Texte source:
___

En réitérant l’expérience, cette mousse sera de plus en plus concentrée, pour finir par atteindre un grand pourcentage de chalcopyrite. Elle pourra dès lors être envoyée dans des usines de métallurgie, où le cuivre sera extrait et raffiné. En sachant que d’une tonne de roche ne résulteront qu’une vingtaine de kilogrammes de cuivre, chaque outil, chaque expertise permettant d’éviter un gaspillage trop important de ces particules de grande valeur sera bienvenu.

Car ces techniques de séparation des minéraux seront plus efficaces à mesure que la phase de libération aura elle-même bien fonctionné. Et c’est bien là que se trouve la pierre d’achoppement des ingénieurs d’aujourd’hui.

L’image numérique pour un meilleur rendement 

Il n’y aura jamais, après broyage, des particules contenant 100% de chalcopyrite et d’autres 100% de gangue. La plupart des particules sont mixtes. Pour mieux comprendre et donc mieux réagir par rapport à cette proportion de libération, les minéralogistes observent des échantillons de cette farine de roche au microscope optique en lumière réfléchie. « Les particules sont posées sur une résine, et puis sectionnées avant d’être polies. Ce qui nous intéresse, c’est la structure interne des particules, et non leur surface. On pourrait utiliser la tomographie, l’analyse 3D. Mais la matière est ici trop compacte et trop dense. »  Traditionnellement, ces observations se font à l’œil nu, et permettent, d’un point de vue qualitatif, d’obtenir des informations plus ou moins précises sur le degré de libération des minéraux.

Depuis le milieu des années 1985, pourtant, Eric Pirard veut aller plus loin, et développer une approche quantitative. Il ne pose donc pas son œil, mais bien une caméra sur le microscope, qui retranscrit numériquement l’image observée. « Aujourd’hui, l’imagerie numérique est une technologie largement utilisée, même chez les particuliers. Il y a 25 ans, nous étions presque des pionniers, se targue le chercheur. »

Les images ainsi renvoyées sur l’ordinateur sont constituées de millions de pixels, qui prennent des couleurs différentes selon la nature de ce qu’ils désignent. Ces pixels, bien évidemment, permettent toute une série de calculs d’une grande précision. Par exemple, la chalcopyrite est pour rappel un minéral jaune. Dans l’image d’une coupe transversale d’une particule, tous les pixels jaunes représenteront de la chalcopyrite. Il sera possible de connaître au pixel près le pourcentage de chalcopyrite encore présente dans chaque particule et d’établir une courbe de libération. Si la particule contient 100, 90 ou 80% de chalcopyrite, cela signifiera que la libération du minéral a réussi lors de la phase de broyage. Mais bien souvent, il y a dans ces particules un pourcentage important d’autres minéraux. L’épineuse question est alors de savoir s’il est opportun de repasser les dizaines de tonnes de farine dans le broyeur pour tenter une meilleure libération, ou si ce serait du gaspillage de temps, d’argent et d’énergie.

___

Données enregistrées:
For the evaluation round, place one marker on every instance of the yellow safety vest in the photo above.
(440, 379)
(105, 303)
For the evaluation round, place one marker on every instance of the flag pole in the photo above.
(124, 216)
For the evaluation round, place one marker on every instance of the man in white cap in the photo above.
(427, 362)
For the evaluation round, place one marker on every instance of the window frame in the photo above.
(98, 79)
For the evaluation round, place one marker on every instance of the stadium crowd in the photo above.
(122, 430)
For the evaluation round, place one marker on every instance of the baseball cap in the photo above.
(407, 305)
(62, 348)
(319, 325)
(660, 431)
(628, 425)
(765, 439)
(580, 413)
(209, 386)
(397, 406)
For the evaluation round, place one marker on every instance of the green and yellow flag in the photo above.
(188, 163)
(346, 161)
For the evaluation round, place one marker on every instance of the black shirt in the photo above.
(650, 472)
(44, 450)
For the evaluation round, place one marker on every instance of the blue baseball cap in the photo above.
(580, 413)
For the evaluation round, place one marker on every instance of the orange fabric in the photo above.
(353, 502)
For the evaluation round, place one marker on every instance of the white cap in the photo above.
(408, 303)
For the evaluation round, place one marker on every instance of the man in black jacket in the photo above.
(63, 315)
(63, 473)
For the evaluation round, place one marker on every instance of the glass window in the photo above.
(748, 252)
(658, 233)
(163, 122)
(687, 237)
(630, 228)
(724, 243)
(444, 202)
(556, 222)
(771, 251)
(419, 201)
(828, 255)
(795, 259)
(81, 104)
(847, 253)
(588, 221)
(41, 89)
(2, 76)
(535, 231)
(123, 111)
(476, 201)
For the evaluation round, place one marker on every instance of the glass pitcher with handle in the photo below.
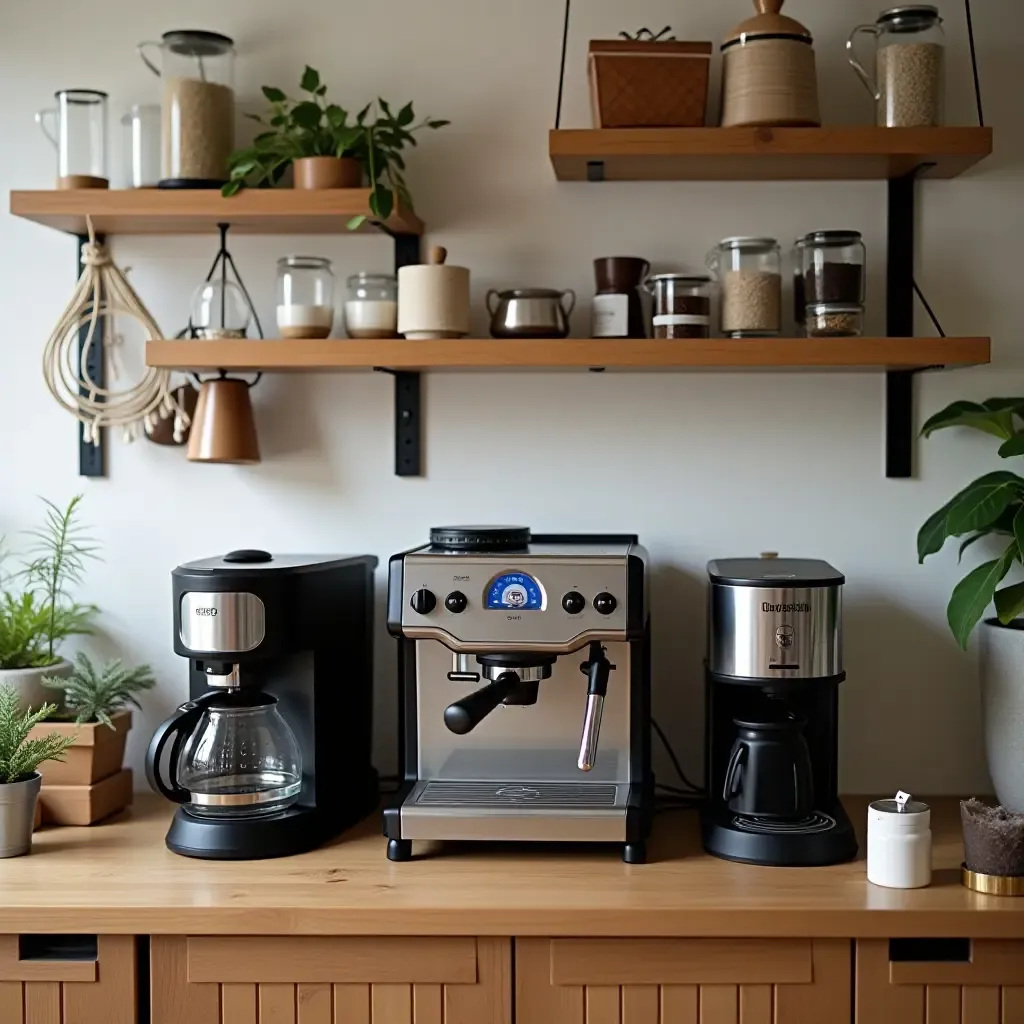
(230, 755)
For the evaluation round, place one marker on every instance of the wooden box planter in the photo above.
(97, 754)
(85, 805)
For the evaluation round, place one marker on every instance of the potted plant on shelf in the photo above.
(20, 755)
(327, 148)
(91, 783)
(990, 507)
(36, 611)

___

Objectif de la tâche:
Transcrivez fidèlement le texte source en commençant aux mots qui contiennent « En réitérant l’expérience, cette » et en vous arrêtant après « valeur sera bienvenu. ».

Réponse attendue:
En réitérant l’expérience, cette mousse sera de plus en plus concentrée, pour finir par atteindre un grand pourcentage de chalcopyrite. Elle pourra dès lors être envoyée dans des usines de métallurgie, où le cuivre sera extrait et raffiné. En sachant que d’une tonne de roche ne résulteront qu’une vingtaine de kilogrammes de cuivre, chaque outil, chaque expertise permettant d’éviter un gaspillage trop important de ces particules de grande valeur sera bienvenu.